Dataset entries:

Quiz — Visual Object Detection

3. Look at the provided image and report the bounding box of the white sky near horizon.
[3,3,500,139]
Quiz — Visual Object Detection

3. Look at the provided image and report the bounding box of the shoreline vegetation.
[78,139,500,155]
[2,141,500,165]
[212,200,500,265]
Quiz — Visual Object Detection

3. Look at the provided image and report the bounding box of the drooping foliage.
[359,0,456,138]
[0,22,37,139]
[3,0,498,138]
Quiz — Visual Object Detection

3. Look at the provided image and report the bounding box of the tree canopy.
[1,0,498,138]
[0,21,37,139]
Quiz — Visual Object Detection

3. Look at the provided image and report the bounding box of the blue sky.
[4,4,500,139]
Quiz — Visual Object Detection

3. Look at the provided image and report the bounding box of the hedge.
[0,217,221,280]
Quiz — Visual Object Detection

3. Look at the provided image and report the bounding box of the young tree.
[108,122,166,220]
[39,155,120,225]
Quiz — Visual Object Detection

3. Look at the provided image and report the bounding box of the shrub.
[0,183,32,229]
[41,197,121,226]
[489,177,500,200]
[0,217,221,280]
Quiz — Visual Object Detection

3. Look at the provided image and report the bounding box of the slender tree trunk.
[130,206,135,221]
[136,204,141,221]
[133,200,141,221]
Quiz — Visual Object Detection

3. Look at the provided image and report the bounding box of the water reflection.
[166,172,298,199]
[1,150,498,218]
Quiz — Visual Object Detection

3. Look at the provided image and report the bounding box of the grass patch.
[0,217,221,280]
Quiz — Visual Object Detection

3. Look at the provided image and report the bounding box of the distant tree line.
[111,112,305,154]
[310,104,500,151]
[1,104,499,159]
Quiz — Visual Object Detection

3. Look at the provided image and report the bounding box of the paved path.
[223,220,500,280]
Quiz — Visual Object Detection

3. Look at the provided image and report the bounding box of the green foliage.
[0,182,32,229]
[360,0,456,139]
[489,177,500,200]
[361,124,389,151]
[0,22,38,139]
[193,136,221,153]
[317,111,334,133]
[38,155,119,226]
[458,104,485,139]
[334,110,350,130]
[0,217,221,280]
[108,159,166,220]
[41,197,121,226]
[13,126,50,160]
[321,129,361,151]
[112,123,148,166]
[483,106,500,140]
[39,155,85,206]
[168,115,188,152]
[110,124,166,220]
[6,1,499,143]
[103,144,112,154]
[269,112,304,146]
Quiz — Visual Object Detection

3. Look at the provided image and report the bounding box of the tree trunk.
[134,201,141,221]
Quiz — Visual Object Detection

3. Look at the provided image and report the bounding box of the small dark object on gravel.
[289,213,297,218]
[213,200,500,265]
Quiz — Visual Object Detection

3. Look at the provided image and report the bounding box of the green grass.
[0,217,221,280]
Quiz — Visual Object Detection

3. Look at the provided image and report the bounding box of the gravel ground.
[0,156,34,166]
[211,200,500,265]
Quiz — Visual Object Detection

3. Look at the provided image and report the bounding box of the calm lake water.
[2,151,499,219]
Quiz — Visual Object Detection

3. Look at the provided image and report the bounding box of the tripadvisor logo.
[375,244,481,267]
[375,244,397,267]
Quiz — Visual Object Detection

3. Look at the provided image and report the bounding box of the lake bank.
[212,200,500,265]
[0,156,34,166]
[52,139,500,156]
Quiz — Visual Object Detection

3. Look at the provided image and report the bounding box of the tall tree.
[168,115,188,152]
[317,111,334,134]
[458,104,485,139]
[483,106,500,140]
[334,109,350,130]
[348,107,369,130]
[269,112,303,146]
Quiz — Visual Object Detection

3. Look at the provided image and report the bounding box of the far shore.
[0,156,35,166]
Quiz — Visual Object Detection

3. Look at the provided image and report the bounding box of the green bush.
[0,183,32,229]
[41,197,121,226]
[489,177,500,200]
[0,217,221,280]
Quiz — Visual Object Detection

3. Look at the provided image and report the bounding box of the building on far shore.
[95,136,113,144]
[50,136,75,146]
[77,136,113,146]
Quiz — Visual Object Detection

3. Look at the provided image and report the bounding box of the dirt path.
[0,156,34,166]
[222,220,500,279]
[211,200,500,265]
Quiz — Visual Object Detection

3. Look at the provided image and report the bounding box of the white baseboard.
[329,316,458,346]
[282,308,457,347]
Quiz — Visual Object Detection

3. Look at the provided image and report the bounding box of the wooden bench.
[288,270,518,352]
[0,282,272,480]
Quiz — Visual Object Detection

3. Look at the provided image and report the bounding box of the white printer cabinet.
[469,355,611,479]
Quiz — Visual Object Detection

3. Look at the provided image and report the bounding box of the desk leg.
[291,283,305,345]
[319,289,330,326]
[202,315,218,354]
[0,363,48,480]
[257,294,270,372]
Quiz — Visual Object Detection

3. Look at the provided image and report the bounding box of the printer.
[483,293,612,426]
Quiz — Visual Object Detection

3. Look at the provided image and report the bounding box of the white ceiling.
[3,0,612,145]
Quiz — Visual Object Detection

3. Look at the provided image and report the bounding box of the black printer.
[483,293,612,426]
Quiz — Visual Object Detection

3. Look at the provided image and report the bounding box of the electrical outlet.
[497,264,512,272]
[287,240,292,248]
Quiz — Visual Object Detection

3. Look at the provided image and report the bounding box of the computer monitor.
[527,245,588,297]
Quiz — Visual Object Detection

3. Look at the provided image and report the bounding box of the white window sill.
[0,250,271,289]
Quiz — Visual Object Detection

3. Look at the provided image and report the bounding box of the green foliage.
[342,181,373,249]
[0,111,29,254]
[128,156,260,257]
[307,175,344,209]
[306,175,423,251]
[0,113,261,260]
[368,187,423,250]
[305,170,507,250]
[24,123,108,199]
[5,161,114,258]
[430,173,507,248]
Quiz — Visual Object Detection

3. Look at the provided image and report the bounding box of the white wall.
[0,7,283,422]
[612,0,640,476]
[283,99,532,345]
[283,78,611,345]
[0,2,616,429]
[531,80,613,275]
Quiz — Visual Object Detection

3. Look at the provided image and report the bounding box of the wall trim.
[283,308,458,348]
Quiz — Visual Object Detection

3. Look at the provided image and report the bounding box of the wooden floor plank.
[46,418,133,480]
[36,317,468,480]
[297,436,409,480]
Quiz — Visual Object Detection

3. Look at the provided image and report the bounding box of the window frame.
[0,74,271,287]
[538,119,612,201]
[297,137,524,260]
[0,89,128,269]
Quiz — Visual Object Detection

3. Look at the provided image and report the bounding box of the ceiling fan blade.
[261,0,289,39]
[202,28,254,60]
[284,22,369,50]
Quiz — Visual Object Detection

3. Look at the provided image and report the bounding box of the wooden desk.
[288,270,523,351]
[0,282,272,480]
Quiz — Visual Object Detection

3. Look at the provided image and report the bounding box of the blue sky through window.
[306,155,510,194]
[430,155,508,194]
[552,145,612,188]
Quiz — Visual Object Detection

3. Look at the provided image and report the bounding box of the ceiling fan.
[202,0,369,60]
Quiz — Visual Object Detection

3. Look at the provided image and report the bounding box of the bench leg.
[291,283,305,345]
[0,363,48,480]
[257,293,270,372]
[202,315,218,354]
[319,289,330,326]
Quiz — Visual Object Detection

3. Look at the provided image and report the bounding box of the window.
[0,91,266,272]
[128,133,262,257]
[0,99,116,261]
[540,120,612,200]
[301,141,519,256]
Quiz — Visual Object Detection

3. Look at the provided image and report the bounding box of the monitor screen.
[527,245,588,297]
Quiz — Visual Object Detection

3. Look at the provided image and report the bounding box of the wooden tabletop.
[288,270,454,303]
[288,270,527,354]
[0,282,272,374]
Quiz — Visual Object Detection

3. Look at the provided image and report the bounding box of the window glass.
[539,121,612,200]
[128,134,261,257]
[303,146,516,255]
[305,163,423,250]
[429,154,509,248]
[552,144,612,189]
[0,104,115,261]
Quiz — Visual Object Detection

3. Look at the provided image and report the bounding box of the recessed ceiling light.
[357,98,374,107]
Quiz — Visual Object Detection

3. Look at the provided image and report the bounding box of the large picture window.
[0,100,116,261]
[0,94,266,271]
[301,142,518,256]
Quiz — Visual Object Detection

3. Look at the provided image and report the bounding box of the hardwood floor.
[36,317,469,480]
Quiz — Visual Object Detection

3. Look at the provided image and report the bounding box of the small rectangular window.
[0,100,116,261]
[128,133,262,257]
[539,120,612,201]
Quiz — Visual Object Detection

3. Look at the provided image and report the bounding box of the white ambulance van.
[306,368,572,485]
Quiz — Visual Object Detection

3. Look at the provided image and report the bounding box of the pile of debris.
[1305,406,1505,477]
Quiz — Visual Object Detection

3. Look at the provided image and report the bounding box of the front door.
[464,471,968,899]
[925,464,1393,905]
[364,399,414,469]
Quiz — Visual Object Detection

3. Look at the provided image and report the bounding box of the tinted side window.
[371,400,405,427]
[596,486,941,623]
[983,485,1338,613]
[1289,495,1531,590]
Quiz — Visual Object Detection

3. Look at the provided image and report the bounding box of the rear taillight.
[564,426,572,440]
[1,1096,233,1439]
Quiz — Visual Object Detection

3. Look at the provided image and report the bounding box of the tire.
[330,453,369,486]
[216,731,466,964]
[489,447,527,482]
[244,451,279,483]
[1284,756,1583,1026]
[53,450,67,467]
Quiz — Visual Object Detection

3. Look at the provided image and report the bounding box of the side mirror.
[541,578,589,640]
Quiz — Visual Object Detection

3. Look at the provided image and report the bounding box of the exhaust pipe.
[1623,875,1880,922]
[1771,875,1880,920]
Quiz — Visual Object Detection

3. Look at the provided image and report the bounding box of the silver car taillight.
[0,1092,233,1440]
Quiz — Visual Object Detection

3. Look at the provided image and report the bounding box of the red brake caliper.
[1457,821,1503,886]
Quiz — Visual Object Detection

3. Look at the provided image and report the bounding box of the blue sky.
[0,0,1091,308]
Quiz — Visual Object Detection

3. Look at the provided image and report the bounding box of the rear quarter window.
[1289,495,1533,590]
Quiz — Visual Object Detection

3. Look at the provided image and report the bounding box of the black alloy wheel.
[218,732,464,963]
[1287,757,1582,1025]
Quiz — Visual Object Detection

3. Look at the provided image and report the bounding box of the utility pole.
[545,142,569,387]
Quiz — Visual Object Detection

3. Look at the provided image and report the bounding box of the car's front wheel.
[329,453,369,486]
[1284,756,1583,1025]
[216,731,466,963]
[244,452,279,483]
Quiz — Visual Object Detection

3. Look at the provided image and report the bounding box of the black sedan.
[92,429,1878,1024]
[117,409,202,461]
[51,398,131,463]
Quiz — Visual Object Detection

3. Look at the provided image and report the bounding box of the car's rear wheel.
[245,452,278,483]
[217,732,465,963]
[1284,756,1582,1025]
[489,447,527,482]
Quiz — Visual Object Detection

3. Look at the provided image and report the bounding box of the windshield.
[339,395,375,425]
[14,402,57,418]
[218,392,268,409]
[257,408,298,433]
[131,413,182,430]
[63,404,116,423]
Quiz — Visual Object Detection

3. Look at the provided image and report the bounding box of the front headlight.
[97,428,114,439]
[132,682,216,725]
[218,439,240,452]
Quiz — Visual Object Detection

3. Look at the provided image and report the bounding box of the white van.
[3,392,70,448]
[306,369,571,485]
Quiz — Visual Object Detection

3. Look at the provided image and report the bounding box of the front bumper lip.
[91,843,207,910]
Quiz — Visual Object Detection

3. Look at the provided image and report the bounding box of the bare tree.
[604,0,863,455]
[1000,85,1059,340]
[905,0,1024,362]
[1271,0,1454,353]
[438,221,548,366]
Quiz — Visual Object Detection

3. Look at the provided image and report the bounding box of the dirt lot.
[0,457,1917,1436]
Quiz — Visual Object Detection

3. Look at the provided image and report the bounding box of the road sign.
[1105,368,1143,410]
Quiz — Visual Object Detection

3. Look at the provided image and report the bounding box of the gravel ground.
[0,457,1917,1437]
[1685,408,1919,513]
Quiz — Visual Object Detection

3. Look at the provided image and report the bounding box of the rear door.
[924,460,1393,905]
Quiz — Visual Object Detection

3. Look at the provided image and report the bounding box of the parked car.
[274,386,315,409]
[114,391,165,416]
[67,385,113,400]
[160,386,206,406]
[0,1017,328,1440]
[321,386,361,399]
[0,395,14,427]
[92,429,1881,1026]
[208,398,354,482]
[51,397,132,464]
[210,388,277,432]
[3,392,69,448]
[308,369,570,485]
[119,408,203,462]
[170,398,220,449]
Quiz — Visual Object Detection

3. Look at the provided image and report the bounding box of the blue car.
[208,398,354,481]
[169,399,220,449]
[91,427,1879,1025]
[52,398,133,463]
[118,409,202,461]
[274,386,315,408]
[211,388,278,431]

(WORK TO BE COMPLETED)
Transcribe exactly, please, the lines from the one with "the road sign." to the last line of the entries above, ends included.

(SOLUTION)
3. Look at the provided image and report the bounding box of the road sign.
[1105,368,1143,410]
Quiz — Visual Object Detection

3. Look at the provided image and report the bounding box of the gravel ground.
[0,457,1917,1437]
[1685,408,1919,513]
Quiz — Visual Object Detection

3. Look at the provided image and report the bounding box of the rear door.
[924,460,1393,905]
Quiz — Visual Object Detection

3. Look at the provided image and report the bounding box of the parked car.
[274,386,315,409]
[114,391,165,416]
[67,385,113,400]
[160,386,206,406]
[0,1017,328,1440]
[321,386,361,399]
[0,395,14,427]
[92,429,1881,1026]
[208,398,354,482]
[51,397,132,464]
[210,388,277,432]
[3,392,69,448]
[308,369,570,485]
[119,408,203,462]
[170,398,220,449]
Quiz — Visual Object Detection

3. Look at the provided image and report the bounding box of the blue car.
[208,398,354,481]
[169,399,220,449]
[91,427,1879,1025]
[52,398,133,463]
[118,409,202,461]
[274,386,315,408]
[211,388,278,431]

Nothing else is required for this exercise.